Work to complete:
Can you extract every item below verbatim, keeping each line unchanged?

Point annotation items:

»»

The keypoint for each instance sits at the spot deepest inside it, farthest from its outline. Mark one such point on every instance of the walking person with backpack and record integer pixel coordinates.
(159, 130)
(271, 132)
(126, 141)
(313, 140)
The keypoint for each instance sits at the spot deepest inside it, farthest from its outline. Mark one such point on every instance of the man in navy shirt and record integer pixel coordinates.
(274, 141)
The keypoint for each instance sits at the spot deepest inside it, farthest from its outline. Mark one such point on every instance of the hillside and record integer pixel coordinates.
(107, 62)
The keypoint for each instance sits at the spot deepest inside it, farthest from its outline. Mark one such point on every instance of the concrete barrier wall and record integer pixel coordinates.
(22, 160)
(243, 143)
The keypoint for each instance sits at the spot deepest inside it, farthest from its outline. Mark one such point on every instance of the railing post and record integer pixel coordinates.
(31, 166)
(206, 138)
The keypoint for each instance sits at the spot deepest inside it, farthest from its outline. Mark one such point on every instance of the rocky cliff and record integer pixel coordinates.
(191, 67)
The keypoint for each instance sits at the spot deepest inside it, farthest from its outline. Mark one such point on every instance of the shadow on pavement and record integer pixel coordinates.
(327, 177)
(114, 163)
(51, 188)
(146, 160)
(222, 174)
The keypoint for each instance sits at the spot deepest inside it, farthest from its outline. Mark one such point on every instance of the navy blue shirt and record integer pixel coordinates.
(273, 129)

««

Reply:
The keypoint for each instance sits at the spot deepest inside it, farthest from its outline. Mark one such point on every instance of the walking person with backpack and record integer pixel coordinates.
(159, 130)
(271, 132)
(126, 141)
(313, 140)
The keypoint for each instance sits at the spot deepest inside it, farthest from its outline. Mark one such point on every instance of the man in navy shirt and record integer pixel coordinates.
(274, 141)
The keypoint for each instance sits at the spot deepest inside it, farthest from its outline. Mark one such point on every instance of the hillside and record integer pixel coordinates.
(107, 62)
The keypoint for each instance sits at the spot deepest inside it, farthest from its outline. Mark one such point on every instance of the concrete barrier wall and record integer pixel coordinates.
(22, 160)
(243, 143)
The keypoint for each instance sits at the spot deepest inside it, farthest from its outline. Mark one such point on every instance of the railing post and record integer pixel coordinates.
(31, 166)
(206, 138)
The keypoint for each instance sits at the spot deepest inside it, farthest from its outline. Mark one such point on every instance of the rocky cliff and record integer pixel coordinates.
(191, 67)
The keypoint for each instance sits at the spot deepest inside it, farthest from its outline. Mark one such point on every instance of the shadow on pavement and record integer pixel coordinates.
(327, 177)
(114, 163)
(51, 188)
(146, 160)
(222, 174)
The keypoint for each instance sits at the spot deepest inside it, farthest from its outline. Mark one such point on every instance of the navy blue shirt and record integer pixel coordinates.
(273, 129)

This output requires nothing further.